══ Information given

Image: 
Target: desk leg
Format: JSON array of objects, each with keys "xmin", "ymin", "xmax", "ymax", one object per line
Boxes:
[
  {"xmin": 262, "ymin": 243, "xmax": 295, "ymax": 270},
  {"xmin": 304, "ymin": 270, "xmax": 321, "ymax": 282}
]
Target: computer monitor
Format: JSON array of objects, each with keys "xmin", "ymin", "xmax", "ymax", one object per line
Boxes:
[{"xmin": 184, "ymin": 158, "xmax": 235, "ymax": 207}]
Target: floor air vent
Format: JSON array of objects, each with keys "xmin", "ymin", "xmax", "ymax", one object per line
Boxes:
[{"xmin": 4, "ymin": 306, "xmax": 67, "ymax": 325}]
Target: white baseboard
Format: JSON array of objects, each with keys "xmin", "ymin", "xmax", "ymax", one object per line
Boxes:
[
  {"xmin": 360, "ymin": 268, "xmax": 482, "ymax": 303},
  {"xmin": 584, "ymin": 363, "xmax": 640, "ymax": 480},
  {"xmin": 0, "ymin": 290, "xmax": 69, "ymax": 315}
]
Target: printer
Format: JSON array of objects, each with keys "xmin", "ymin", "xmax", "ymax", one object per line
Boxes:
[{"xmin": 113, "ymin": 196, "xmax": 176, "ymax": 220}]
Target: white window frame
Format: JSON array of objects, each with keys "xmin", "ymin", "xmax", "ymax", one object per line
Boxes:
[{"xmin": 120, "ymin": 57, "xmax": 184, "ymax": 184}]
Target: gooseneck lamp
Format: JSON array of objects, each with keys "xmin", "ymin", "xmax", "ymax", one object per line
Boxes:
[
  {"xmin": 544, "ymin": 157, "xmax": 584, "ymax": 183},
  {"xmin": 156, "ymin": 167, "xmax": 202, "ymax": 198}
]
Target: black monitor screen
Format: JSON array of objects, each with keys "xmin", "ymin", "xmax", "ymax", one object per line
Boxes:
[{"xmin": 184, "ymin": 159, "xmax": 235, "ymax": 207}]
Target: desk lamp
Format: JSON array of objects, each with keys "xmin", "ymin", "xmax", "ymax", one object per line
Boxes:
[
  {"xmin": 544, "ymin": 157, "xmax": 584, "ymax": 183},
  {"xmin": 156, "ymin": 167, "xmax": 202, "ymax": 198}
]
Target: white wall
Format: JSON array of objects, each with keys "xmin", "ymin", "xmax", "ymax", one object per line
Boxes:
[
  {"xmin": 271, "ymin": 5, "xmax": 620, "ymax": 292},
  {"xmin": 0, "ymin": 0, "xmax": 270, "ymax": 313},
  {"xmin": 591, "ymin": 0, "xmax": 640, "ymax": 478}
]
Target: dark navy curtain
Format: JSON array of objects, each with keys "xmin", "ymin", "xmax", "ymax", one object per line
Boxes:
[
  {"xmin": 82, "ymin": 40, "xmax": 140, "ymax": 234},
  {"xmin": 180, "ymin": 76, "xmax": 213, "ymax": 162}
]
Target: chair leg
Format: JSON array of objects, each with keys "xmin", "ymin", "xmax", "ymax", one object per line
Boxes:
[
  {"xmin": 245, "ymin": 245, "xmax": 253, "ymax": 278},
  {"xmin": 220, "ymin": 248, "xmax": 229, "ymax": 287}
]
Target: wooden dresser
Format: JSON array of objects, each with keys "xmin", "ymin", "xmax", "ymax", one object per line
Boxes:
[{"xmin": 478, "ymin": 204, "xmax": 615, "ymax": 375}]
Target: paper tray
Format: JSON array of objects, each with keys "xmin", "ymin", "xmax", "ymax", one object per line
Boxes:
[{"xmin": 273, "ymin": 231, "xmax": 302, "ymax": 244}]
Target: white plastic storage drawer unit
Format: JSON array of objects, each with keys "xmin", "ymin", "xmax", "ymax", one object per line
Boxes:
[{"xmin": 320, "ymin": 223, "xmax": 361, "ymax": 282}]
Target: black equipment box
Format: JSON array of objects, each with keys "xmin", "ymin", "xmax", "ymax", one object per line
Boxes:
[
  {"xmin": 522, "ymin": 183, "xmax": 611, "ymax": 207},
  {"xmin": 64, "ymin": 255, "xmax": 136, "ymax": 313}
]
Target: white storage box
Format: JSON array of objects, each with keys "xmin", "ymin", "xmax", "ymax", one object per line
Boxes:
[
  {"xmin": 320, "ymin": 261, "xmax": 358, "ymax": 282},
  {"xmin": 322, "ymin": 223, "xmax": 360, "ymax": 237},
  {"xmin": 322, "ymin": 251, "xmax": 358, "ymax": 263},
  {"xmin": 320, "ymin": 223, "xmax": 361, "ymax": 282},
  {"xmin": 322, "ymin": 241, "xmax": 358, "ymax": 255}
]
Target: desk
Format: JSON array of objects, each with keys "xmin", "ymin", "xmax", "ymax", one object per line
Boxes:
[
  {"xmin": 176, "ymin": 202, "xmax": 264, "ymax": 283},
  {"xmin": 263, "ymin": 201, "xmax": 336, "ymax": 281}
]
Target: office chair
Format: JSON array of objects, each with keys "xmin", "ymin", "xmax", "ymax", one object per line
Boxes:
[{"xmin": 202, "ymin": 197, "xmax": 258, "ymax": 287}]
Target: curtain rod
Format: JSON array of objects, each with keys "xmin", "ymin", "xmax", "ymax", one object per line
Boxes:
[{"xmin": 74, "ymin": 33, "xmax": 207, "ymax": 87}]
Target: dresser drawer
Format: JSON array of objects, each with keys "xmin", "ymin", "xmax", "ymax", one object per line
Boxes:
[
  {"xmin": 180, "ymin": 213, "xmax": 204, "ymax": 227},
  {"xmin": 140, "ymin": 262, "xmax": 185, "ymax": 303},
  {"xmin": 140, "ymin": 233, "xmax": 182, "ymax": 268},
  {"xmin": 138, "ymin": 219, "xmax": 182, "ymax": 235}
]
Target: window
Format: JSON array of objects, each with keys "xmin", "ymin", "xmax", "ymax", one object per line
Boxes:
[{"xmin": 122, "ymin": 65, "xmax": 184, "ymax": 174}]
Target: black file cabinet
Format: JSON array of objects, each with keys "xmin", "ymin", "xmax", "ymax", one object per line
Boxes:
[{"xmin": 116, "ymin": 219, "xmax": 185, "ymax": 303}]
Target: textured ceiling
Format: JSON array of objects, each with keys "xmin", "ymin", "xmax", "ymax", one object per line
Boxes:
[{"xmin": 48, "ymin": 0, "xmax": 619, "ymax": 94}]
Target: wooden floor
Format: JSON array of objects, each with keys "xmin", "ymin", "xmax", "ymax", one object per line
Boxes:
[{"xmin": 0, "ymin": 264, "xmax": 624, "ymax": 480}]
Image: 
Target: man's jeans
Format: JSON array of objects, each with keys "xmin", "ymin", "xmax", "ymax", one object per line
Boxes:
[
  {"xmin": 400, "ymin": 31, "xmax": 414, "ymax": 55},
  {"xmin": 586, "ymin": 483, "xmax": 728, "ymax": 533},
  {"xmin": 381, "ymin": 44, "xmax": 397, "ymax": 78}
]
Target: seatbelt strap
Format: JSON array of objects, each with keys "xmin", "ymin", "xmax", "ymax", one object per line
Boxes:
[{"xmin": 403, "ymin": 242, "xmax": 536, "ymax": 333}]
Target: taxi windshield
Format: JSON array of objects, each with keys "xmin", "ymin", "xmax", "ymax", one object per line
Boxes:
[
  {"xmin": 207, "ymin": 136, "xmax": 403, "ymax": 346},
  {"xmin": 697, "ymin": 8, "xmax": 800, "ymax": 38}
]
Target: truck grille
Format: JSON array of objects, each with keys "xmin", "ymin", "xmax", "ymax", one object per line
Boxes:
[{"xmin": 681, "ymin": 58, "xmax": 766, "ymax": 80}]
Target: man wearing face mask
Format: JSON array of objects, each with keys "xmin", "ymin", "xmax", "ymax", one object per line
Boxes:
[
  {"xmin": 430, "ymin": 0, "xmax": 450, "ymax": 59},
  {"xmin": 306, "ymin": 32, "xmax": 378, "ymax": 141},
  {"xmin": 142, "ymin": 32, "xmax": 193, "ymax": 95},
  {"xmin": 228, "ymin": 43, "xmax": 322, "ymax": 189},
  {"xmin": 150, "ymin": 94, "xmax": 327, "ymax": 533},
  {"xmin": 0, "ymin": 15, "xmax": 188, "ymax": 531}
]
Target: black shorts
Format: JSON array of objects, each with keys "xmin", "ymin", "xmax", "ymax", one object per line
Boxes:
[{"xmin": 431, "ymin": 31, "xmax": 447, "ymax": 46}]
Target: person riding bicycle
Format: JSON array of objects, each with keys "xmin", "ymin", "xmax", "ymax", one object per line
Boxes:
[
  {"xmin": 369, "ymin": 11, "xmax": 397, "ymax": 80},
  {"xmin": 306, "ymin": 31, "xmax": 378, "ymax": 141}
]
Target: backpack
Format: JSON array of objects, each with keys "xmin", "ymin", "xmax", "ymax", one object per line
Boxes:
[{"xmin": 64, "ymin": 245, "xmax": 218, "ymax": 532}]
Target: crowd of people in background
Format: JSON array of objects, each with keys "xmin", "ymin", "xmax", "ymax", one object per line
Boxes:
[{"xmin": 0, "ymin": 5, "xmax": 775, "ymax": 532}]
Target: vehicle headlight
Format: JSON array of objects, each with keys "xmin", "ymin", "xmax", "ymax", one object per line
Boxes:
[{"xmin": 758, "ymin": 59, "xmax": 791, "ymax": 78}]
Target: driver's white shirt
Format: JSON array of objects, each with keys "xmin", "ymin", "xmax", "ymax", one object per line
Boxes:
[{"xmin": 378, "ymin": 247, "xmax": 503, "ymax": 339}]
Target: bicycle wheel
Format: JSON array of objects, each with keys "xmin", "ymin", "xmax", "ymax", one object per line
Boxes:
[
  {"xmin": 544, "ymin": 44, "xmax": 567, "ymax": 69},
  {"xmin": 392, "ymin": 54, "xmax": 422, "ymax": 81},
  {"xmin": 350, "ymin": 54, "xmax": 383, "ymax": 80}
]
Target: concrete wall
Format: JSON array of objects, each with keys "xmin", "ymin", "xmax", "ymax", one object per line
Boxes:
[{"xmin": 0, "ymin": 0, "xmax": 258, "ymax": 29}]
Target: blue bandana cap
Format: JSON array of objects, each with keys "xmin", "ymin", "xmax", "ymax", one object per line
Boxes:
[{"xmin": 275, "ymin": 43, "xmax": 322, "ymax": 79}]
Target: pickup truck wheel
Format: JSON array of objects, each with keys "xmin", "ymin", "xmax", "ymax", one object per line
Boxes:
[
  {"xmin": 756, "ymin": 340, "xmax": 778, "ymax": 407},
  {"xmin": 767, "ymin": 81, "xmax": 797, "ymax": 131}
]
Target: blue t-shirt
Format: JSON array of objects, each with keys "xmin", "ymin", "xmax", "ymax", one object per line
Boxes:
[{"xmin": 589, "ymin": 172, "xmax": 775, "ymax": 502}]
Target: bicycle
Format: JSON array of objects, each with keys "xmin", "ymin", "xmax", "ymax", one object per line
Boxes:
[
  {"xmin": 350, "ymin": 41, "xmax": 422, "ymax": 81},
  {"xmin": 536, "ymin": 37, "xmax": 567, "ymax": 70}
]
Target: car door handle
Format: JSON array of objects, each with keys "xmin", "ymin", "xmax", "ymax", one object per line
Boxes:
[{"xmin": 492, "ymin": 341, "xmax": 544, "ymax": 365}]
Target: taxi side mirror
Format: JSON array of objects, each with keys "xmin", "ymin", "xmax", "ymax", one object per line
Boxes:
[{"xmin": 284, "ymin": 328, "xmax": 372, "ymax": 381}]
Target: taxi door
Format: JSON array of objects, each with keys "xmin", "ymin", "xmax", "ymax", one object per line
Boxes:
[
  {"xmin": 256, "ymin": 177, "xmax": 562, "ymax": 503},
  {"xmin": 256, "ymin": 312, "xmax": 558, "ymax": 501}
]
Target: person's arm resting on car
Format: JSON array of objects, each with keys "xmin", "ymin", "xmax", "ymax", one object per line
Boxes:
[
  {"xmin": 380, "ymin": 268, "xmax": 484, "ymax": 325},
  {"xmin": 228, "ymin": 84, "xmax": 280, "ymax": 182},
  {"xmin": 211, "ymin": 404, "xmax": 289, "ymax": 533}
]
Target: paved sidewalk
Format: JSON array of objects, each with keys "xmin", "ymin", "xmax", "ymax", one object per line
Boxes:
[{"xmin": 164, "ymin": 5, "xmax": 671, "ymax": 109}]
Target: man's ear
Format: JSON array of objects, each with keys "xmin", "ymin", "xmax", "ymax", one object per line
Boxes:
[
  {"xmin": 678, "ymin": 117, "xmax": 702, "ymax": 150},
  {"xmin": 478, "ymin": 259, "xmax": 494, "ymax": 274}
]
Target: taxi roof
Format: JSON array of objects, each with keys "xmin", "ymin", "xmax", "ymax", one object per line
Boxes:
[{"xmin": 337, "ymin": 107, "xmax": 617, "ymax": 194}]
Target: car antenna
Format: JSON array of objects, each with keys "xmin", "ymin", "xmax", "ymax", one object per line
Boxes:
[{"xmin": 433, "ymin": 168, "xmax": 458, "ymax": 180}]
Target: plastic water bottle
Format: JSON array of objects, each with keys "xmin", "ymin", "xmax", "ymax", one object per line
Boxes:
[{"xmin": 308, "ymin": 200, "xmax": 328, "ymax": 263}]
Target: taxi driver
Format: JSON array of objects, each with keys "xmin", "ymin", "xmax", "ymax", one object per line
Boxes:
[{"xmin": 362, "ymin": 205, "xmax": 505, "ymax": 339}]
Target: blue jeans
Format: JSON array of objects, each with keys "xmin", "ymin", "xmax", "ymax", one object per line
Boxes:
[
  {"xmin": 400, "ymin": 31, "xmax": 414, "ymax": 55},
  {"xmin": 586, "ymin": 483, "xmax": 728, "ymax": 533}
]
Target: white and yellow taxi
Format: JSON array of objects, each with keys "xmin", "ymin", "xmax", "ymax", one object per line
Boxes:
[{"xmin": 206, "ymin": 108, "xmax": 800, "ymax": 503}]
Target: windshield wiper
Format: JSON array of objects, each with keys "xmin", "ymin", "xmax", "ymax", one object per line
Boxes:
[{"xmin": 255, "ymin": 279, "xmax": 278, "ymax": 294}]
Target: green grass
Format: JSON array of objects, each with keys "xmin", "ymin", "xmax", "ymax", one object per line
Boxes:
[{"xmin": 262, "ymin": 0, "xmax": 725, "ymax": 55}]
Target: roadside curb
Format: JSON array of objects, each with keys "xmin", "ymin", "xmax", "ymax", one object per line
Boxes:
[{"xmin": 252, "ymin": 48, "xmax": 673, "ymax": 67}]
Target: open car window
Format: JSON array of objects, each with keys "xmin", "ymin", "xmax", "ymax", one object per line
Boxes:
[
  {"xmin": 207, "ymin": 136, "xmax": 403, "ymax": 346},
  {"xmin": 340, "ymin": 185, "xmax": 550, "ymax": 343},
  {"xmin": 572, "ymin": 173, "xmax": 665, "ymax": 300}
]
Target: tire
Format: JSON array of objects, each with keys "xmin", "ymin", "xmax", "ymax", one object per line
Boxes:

════

◆ Work to complete ◆
Return exactly the lines of the data, and only those, from the line with "Target: roadside curb" through the last line, inclusive.

◆ Final answer ◆
Target: roadside curb
Format: JSON array of objects, each with keys "xmin", "ymin", "xmax", "ymax", one object per line
Boxes:
[{"xmin": 252, "ymin": 48, "xmax": 673, "ymax": 67}]
Target: open car window
Format: JSON array of objects, each with keys "xmin", "ymin", "xmax", "ymax", one object per line
Boxes:
[
  {"xmin": 207, "ymin": 136, "xmax": 403, "ymax": 346},
  {"xmin": 340, "ymin": 185, "xmax": 550, "ymax": 343},
  {"xmin": 572, "ymin": 173, "xmax": 665, "ymax": 300}
]
Target: tire
Format: JSON array of objects, each with keys "xmin", "ymin", "xmax", "ymax", one object per line
Boxes:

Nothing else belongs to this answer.